AIM A: In the passage about the dog show, at what time did the registration window close this year?

SOURCE PASSAGE:
First, there was the registration process. The one-day registration window was Dec. 6, from 8 a.m. to 3 p.m., when the first 2,500 entries were accepted. This year the window slammed shut at 9 a.m.; the show was full in record time. Eileen had entered Emme three times, hoping that one entry would arrive at the headquarters with the regular mail in the first hour. (Otherwise, tough luck. No e-mail registration is accepted, no personal couriers, no Fed-Ex, because the address is a post office box.)
Registration is required because only the top five dogs in each breed (based on showings at American Kennel Club competitions between Jan. 1 and Oct. 31, 2002) are invited to pre-enter. A total of 795 dogs (Emme not among them) were pre-invited; 634 were accepted.
Then there was the whole transportation issue. Eileen had hoped to send Emme on a plane, but the weather just wouldn’t cooperate. If the temperature drops below 45, it’s not risk-free to fly animals by commercial air. Eileen monitored the forecast all week and finally decided she couldn’t entrust Emme to the potentially frigid baggage holding area of a plane. Before dawn on Saturday, Emme hopped into a van belonging to longtime dog-world friends of Eileen’s from Miami, ready to hit the highways and byways of America.

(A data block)
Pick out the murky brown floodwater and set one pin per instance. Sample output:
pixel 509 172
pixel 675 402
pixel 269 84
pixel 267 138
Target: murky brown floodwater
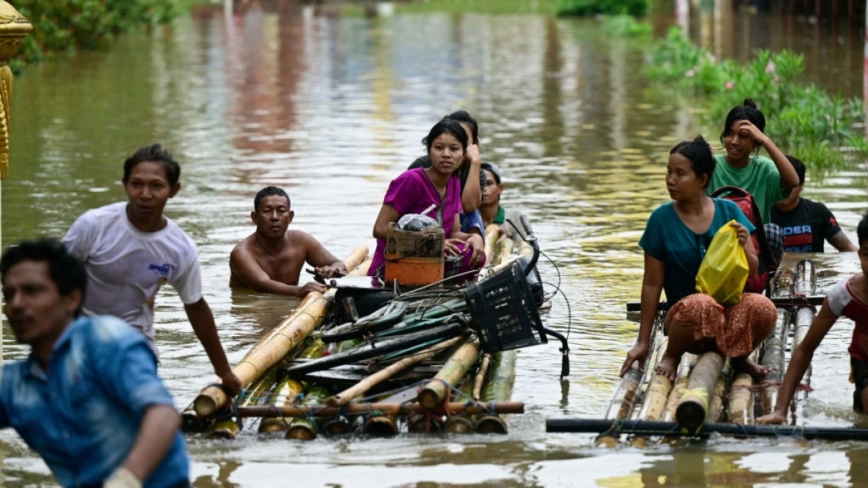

AIM B: Write out every line of the entries in the data block above exactly, but leave the picture out.

WRITTEN REPLY A: It closed at 9 a.m.

WRITTEN REPLY B:
Pick out the murky brown floodwater and set one pin per instance. Sample output:
pixel 509 172
pixel 675 402
pixel 269 84
pixel 267 138
Target: murky brown floodwater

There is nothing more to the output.